• DATA SECTION:

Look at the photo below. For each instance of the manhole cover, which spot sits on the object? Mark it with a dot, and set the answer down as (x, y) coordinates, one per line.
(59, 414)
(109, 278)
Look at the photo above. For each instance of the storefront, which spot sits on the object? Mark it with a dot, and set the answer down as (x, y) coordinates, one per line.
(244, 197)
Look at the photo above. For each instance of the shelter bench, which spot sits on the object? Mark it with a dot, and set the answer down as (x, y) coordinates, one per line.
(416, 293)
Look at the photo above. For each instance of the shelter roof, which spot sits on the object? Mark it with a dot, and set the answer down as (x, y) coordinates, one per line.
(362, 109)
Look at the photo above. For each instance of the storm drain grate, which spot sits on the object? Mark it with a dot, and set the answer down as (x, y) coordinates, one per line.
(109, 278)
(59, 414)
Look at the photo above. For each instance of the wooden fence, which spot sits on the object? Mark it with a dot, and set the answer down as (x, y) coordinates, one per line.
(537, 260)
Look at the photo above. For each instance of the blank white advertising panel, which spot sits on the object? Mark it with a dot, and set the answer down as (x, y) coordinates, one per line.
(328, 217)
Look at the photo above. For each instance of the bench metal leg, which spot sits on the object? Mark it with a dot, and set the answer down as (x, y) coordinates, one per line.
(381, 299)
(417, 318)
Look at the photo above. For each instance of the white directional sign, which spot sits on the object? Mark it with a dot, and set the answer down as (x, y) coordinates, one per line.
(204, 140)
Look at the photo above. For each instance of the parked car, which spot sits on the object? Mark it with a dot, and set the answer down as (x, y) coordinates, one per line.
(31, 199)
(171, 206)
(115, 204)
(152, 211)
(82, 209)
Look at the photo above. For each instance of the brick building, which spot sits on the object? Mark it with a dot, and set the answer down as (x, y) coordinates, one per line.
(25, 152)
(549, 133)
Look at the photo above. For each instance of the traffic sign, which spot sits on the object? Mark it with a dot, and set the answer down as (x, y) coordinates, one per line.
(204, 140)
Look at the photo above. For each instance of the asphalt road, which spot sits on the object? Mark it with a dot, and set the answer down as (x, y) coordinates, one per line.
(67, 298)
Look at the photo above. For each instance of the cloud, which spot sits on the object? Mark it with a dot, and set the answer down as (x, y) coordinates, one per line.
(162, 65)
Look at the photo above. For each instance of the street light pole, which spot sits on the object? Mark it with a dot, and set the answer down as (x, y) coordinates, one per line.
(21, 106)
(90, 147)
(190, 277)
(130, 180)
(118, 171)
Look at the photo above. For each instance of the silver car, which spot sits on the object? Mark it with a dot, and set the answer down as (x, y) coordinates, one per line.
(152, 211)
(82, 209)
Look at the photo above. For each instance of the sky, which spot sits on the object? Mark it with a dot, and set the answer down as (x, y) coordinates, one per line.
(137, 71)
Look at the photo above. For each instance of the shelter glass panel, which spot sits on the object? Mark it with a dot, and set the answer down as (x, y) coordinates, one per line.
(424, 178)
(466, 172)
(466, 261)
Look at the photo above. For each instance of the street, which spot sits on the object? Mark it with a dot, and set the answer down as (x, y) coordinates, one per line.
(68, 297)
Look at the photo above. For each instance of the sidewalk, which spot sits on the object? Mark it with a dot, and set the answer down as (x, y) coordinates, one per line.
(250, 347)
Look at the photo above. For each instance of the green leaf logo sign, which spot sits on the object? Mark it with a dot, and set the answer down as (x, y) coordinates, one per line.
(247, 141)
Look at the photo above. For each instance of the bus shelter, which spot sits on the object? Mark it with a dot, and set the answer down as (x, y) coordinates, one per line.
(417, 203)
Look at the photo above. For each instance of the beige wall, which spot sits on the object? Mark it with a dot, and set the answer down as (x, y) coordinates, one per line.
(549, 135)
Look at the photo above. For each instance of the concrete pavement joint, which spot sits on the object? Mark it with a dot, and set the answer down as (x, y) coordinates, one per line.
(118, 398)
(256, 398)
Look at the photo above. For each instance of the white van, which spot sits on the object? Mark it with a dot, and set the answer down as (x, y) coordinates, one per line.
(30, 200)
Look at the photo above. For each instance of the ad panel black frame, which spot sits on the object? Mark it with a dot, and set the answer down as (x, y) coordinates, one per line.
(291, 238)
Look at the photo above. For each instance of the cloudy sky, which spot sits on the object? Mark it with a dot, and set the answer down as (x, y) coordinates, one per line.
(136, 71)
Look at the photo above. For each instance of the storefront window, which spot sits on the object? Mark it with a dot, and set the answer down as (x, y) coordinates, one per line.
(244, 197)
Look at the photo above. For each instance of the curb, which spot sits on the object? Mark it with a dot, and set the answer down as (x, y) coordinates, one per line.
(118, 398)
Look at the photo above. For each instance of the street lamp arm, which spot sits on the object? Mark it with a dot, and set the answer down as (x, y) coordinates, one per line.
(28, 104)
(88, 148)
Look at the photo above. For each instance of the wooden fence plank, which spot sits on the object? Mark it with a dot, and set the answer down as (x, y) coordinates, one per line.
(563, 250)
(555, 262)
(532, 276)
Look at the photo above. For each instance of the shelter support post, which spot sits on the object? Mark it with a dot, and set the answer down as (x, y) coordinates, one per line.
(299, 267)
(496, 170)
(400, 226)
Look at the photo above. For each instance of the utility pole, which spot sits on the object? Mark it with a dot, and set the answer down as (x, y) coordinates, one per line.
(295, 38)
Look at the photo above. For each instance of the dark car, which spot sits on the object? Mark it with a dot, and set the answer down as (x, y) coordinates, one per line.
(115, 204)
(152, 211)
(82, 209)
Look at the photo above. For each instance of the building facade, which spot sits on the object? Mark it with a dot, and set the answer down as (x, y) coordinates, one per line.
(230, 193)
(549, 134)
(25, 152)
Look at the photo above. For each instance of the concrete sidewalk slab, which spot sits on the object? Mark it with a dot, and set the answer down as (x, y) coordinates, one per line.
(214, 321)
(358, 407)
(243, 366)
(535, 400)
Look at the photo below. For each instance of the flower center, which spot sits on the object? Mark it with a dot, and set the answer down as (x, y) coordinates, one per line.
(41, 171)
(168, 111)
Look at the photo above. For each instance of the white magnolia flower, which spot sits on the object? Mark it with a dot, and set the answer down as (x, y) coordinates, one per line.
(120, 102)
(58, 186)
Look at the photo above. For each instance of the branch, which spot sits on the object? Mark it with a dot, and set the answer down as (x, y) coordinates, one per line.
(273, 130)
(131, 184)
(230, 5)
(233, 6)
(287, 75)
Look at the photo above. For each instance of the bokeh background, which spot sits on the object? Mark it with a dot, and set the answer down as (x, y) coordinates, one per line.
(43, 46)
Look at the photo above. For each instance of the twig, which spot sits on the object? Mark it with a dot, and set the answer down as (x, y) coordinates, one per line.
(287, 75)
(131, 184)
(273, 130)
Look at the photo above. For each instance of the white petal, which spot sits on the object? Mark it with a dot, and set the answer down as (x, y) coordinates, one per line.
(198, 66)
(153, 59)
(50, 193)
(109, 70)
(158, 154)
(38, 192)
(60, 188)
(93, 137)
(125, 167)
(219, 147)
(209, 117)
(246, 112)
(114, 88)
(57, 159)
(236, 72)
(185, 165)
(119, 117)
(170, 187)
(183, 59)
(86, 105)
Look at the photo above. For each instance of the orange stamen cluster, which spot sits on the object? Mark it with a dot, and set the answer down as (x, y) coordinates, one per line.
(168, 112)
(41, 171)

• OBJECTIVE: Go through the entries and repeat each one exactly.

• COMPLETE OUTPUT:
Look at the photo below. For each instance of the manhole cover, which spot sits on the object? Mark it with a dot, and set the answer down as (x, y) coordinates, one per line.
(59, 414)
(109, 278)
Look at the photo above. For each instance of the storefront, which spot sits on the object? Mark it with a dot, and set the answer down as (x, y) coordinates, one per line.
(244, 197)
Look at the photo above. For each instance of the shelter bench, which spot sits on the object? Mark it with a dot, and set the answer down as (x, y) coordinates, one per line.
(416, 293)
Look at the photo above. For each instance of the shelter roof, which spot sits on the object? Mark it with a dot, and set the answer down as (x, y) coordinates, one per line.
(362, 109)
Look at the photo above. For each instance of the storm drain grate, which spot sits on the object? Mark it with a dot, and set the answer down as (x, y) coordinates, one per line.
(109, 278)
(59, 414)
Look at the photo above. For each instance of the wooden fence, which spot sits on the object? Mark it with a dot, and set the answer down as (x, y) coordinates, one per line.
(537, 260)
Look at the photo above. For each instance of the blank white advertising panel, which spot sits on the object? Mark it with a dot, and set the answer down as (x, y) coordinates, one per line.
(328, 217)
Look at the photo above. For each instance of the bench metal leg, which spot sits on the object? Mark it with a dot, and set the answer down as (x, y) coordinates, one per line.
(381, 299)
(417, 318)
Look at the photo above. For each instance of the white directional sign, which spot sits on the object? Mark it with a dot, and set the answer down as (x, y) coordinates, one per line.
(204, 140)
Look at the photo above. For each instance of the parked car, which spot sits on the object? Mark it with a dot, and set the answer down as (x, y) coordinates, one per line.
(31, 199)
(171, 206)
(115, 204)
(152, 211)
(82, 209)
Look at the photo above. For each instance of the brick building, which spot sits on the object? Mark it with a dot, and set the answer down as (x, y) coordinates, one per line.
(25, 152)
(549, 133)
Look at the photo above. For each instance of the traffic sign, which spot sits on the object? Mark it with a dot, and set the answer down as (x, y) coordinates, one per line.
(204, 140)
Look at the photo above. For each instance of the asphalt road, which spot sits on the object? Mark it with a dot, and set the answer down as (x, y) coordinates, one per line.
(67, 298)
Look at the photo above. For each instance of the cloud, which spot sits on the object? Mark it with a dot, and set the answer down as (x, y) coordinates, one per line.
(162, 65)
Look at the photo above. For each instance of the street light pole, which spot sits on the object? Mark it with a dot, and set the answer down as (x, y) coordinates, one per line.
(21, 106)
(90, 147)
(190, 277)
(130, 180)
(118, 171)
Look at the photo above. For each instance of the silver car, which spot sits on the object? Mark it with a dot, and set the answer down as (x, y) coordinates, one per line.
(152, 211)
(82, 209)
Look at the photo above. For each instance of the sky, which spot sits on the object? Mark it with a dot, and set the answer down as (x, y) coordinates, one per line.
(137, 71)
Look at the photo above. For each instance of the shelter glass panel, which spot sits on the object? Mark it with a dot, and set the answer down as (x, y) coordinates, one per line.
(424, 178)
(466, 172)
(466, 261)
Look at the photo above. For each instance of the street, which spot sits on the object? Mark it with a dot, and set the answer down as (x, y) coordinates, one per line.
(68, 297)
Look at the photo above. For each instance of the sidewalk, which spot sits on the object? Mark it with a dot, and set the answer down as (x, y) coordinates, one per line.
(250, 347)
Look at the photo above. For each instance of the green leaf logo sign, which spot sits on the object? Mark it with a dot, and set the answer down as (x, y) coordinates, one per line.
(247, 141)
Look at the photo above. For each instance of the bus shelter, which spot sits on the object? Mark it with a dot, and set the answer down as (x, y) coordinates, one per line.
(417, 203)
Look at the photo above. For each instance of the beige wall, which spot sits on the object? Mark it with a dot, and set the answer down as (x, y) coordinates, one per line.
(549, 135)
Look at the photo above. For each instance of the concrete pavement joint, which spot sits on the object? Mark it with a dot, and set the answer down as (x, y) coordinates, one per line.
(118, 398)
(256, 398)
Look at the photo above. For each instance of the white van, which spot sits on the object? Mark it with a dot, and set the answer down as (x, y) coordinates, one per line.
(30, 200)
Look at the photo above. For each instance of the ad panel black frame, which spot sits on the object? Mark it with a dot, and set the answer down as (x, y) coordinates, one per line.
(291, 238)
Look at the photo above. For each instance of the cloudy sky, which spot sits on the object? Mark it with a dot, and set the answer down as (x, y) coordinates, one per line.
(136, 71)
Look at the photo above. For each instance of the storefront window, which spot sits on the object? Mark it with a dot, and set the answer down as (x, y) coordinates, one per line.
(244, 197)
Look at the photo above. For each instance of the curb, which spot sits on the object? Mark it with a dot, and set the answer down as (x, y) coordinates, one per line.
(118, 398)
Look at the photo above. For each instance of the street lamp arm, which spot sits on the object? Mark it with a dot, and set the answer down as (x, y) coordinates, one per line.
(28, 104)
(88, 148)
Look at the photo above. For each instance of the wooden fence plank, which spot sits on the object? Mark it with a dot, and set the answer down as (x, y) coordinates, one per line.
(563, 250)
(555, 262)
(532, 276)
Look at the photo above. For each instance of the shelter support post, which spot sits on the object? Mark it with a dot, and set the answer down as (x, y) coordinates, one per line.
(299, 267)
(496, 170)
(400, 226)
Look at the photo above. For each instance of the utility pole, which spot sits on the object? Mark it with a dot, and set the answer down as (x, y) coordinates, one per line.
(295, 38)
Look at the photo above. For each instance of the dark car, which spot sits on the object? Mark it with a dot, and set the answer down as (x, y) coordinates, one per line.
(115, 204)
(152, 211)
(82, 209)
Look at the photo above. For each instance of the building facade, which spot sits on the object? Mark it with a dot, and set the answer down as (x, y) coordinates, one per line.
(230, 193)
(549, 134)
(25, 152)
Look at the photo above. For each instance of the concrete sidewalk slab, which spot sits on the object? Mark it with a dot, and set the answer down as (x, y) coordinates, one per line.
(214, 321)
(358, 407)
(243, 366)
(535, 400)
Look at the photo below. For each instance of the flower center, which spot sits on the object? Mark it with a dot, and set the answer down as (x, y) coordinates, one per line.
(41, 171)
(168, 111)
Look at the photo above. For each instance of the white magnolia flower, which spot sits on the object? Mark it with a dot, and set the answer down as (x, y) coordinates, one per line.
(120, 102)
(58, 186)
Look at the photo above. For each instance of the branch, which spot sits on the object? Mark it with a dot, and set the answer down as (x, y) coordinates, one per line.
(273, 130)
(131, 184)
(230, 5)
(233, 6)
(287, 75)
Look at the photo above. For each instance of the bokeh background, which spot sits on the object? Mark it with a dot, and set the answer down as (x, y) coordinates, one per line.
(43, 46)
Look at the photo above. For each instance of the twig, which spot sits on the object? Mark it with a dot, and set the answer down as (x, y) coordinates, one per line.
(287, 75)
(131, 184)
(273, 130)
Look at the photo above. For each instance of the white petal, which spot sits on the object? Mark it with a dot, and set the answer down as (x, y) coordinates, one per line.
(198, 66)
(153, 59)
(50, 193)
(109, 70)
(158, 154)
(38, 192)
(60, 188)
(93, 137)
(125, 167)
(219, 147)
(209, 117)
(246, 112)
(114, 88)
(57, 159)
(236, 72)
(185, 165)
(119, 117)
(170, 187)
(183, 59)
(86, 105)
Look at the photo above. For each instance of the orange stamen cluster, which spot sits on the object? Mark it with a dot, and set the answer down as (x, y) coordinates, one per line.
(168, 112)
(41, 171)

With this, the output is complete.